◆ **Written request**: Repeat the lines below exactly as they appear, but leave out the images.

◆ **Stored rows**:
_ _ _

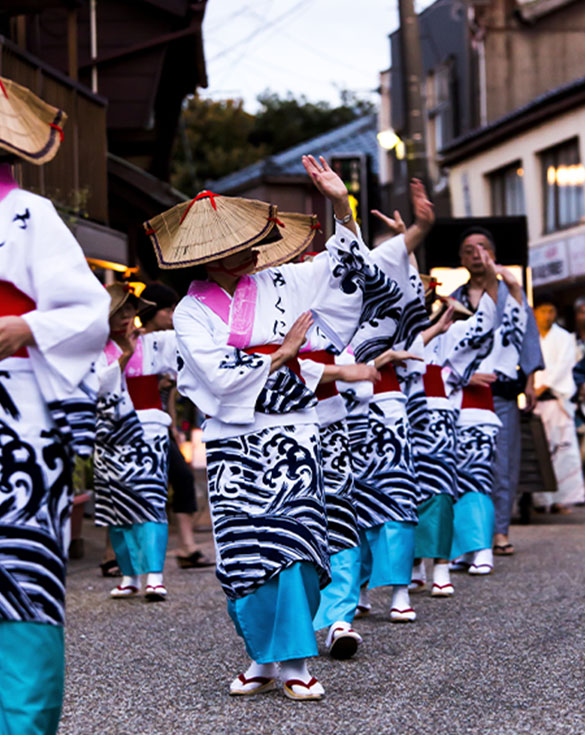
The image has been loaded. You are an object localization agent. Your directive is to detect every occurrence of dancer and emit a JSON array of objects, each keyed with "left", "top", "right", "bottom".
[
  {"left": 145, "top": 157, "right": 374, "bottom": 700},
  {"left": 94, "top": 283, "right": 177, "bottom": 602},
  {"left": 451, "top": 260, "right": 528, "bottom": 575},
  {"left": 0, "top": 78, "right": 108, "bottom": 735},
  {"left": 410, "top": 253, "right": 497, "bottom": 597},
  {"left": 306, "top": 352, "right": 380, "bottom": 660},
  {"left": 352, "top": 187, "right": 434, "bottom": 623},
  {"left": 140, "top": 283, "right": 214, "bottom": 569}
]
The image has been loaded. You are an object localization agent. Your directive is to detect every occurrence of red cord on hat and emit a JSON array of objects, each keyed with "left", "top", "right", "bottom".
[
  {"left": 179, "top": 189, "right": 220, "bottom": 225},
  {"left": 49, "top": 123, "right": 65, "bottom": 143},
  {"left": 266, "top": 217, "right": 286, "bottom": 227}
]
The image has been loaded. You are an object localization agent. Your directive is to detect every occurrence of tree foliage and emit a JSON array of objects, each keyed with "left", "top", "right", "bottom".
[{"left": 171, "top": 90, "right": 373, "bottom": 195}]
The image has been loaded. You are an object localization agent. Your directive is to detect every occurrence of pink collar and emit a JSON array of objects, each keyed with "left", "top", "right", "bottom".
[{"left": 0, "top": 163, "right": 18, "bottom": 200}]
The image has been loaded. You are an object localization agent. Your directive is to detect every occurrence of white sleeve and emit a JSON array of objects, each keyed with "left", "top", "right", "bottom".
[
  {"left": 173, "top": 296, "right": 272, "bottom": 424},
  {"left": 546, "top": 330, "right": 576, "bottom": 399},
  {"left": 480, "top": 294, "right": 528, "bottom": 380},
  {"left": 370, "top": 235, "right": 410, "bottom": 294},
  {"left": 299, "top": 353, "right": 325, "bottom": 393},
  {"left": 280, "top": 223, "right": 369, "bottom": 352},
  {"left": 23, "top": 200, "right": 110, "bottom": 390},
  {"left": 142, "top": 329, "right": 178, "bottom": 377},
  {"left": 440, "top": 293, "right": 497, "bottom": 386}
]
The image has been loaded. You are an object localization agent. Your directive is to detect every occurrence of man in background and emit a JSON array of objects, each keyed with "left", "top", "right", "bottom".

_ _ _

◆ **Solved problem**:
The image has been loaded. You are an object localization agent. Your directive is to detect every occurrence of dancer and emit a JSON array of objects, each keyed with "left", "top", "right", "bottom".
[
  {"left": 145, "top": 157, "right": 374, "bottom": 700},
  {"left": 94, "top": 283, "right": 177, "bottom": 602},
  {"left": 451, "top": 260, "right": 528, "bottom": 575},
  {"left": 0, "top": 78, "right": 108, "bottom": 735},
  {"left": 410, "top": 253, "right": 497, "bottom": 597},
  {"left": 306, "top": 352, "right": 380, "bottom": 660},
  {"left": 352, "top": 187, "right": 434, "bottom": 623},
  {"left": 140, "top": 283, "right": 214, "bottom": 569}
]
The image has been loaded. You are an object localization agent. Your directive is to detect every occurrence of red cord on hat and emit a JSON array of objects, each keyed with "left", "top", "right", "bottom".
[
  {"left": 179, "top": 189, "right": 220, "bottom": 225},
  {"left": 49, "top": 123, "right": 65, "bottom": 143},
  {"left": 266, "top": 217, "right": 286, "bottom": 227}
]
The image has been loaded. You are an object localization agent. Your directive is to detect every occurrence of tree foliage and emit a JSON array of objects, each keyed with "left", "top", "right", "bottom".
[{"left": 171, "top": 90, "right": 373, "bottom": 195}]
The image has been loaded. You are an object localization agent. Your directive is to detect every occurrence of pink collar and emit a JSON array of objects, each keyed with "left", "top", "right", "bottom".
[{"left": 0, "top": 163, "right": 18, "bottom": 200}]
The image has been loaded. You are an object localization agent. Your directive is to detect every occurrence of white sleeve and emit a JSON array of objects, each keyed with "left", "top", "right", "bottom".
[
  {"left": 173, "top": 296, "right": 272, "bottom": 424},
  {"left": 546, "top": 330, "right": 576, "bottom": 399},
  {"left": 480, "top": 294, "right": 528, "bottom": 380},
  {"left": 370, "top": 235, "right": 410, "bottom": 294},
  {"left": 299, "top": 353, "right": 325, "bottom": 393},
  {"left": 280, "top": 223, "right": 369, "bottom": 352},
  {"left": 23, "top": 200, "right": 110, "bottom": 390},
  {"left": 142, "top": 329, "right": 178, "bottom": 377},
  {"left": 440, "top": 293, "right": 497, "bottom": 386}
]
The image has been loaded. You are an object localization agent. Your directive is to detect every occurrence of man in background and emit a JSON array of objects, each keyed with "left", "top", "right", "bottom".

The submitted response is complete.